*Task objective*:
Present the data once more in exactly its original form.

*Supplied data*:

□ □ □ □ □

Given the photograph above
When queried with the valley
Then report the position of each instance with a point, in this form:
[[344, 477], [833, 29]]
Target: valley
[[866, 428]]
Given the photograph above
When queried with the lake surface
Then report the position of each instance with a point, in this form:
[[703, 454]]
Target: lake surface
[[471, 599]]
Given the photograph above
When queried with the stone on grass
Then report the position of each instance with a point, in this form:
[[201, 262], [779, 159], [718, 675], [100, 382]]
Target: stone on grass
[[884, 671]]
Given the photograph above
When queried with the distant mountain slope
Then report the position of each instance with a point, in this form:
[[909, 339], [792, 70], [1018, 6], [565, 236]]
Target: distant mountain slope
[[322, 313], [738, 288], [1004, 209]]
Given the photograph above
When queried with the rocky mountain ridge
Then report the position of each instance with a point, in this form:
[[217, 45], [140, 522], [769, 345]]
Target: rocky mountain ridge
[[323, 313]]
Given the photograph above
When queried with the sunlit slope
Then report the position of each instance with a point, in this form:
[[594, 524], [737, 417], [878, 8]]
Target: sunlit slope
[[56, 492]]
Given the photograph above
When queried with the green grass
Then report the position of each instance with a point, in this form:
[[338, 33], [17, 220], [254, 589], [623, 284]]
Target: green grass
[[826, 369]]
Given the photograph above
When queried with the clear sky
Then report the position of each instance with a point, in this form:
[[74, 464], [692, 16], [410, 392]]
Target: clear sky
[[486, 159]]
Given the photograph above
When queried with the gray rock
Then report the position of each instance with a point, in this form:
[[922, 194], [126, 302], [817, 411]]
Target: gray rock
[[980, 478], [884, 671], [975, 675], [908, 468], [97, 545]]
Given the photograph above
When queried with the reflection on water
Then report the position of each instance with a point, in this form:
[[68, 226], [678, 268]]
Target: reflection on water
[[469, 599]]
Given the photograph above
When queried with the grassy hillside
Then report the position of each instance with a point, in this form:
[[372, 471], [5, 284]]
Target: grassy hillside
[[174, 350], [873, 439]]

□ □ □ □ □

*Solution*:
Given the photograph above
When queried with the valley
Then report the position of each instance with a point, in this form:
[[344, 477], [833, 29]]
Target: valley
[[866, 428]]
Given the photograph above
When queried with the lake surface
Then report the position of each instance with a point, in this form:
[[703, 454]]
Target: lake surface
[[471, 599]]
Given the photograph above
When queried with the stone on grass
Then report the position of each instance with a point, in this form:
[[201, 262], [779, 159], [718, 675], [100, 382]]
Target: stone on grass
[[884, 671]]
Given the photograph above
When queried with the distant mountain slope
Then report the position of each instance with a point, in this form:
[[909, 339], [792, 70], [1018, 6], [565, 236]]
Target: distant mountain slope
[[322, 313], [738, 288], [1004, 209]]
Given the photograph above
When queried with the rocky mountain ridge
Then report the position of each instance with a point, in this form:
[[217, 45], [140, 522], [769, 345]]
Target: rocky mountain ridge
[[323, 313]]
Given the photograph above
When queried with the sunlit slope
Then report the position of each instance with a point, in this form:
[[594, 524], [737, 417], [878, 8]]
Target: sunlit slope
[[56, 492]]
Given the photograph above
When queried with the green grass
Then report the position of each instance with a point, in this form:
[[338, 33], [17, 220], [254, 589], [623, 284]]
Target: green grass
[[826, 369]]
Given the photograph above
When queried with the clear sky
Then report the position of each instance with a point, in this form:
[[74, 464], [692, 16], [410, 392]]
Target: clear sky
[[486, 159]]
Given the photograph above
When queried with the gray rock
Then report the position of each instance with a point, in this form:
[[922, 194], [126, 302], [817, 411]]
Target: gray rock
[[980, 478], [884, 671], [975, 675], [908, 468], [97, 545]]
Given the photograph above
When queried with the reflection on water
Then report the position of each instance with a point, in this form:
[[68, 226], [678, 268]]
Target: reflection on water
[[469, 599]]
Given the photograph above
When queried with the grassy hillside
Then report the position of each instance with a point, in this form:
[[372, 471], [5, 284]]
Target: grassy hillside
[[174, 350], [873, 439]]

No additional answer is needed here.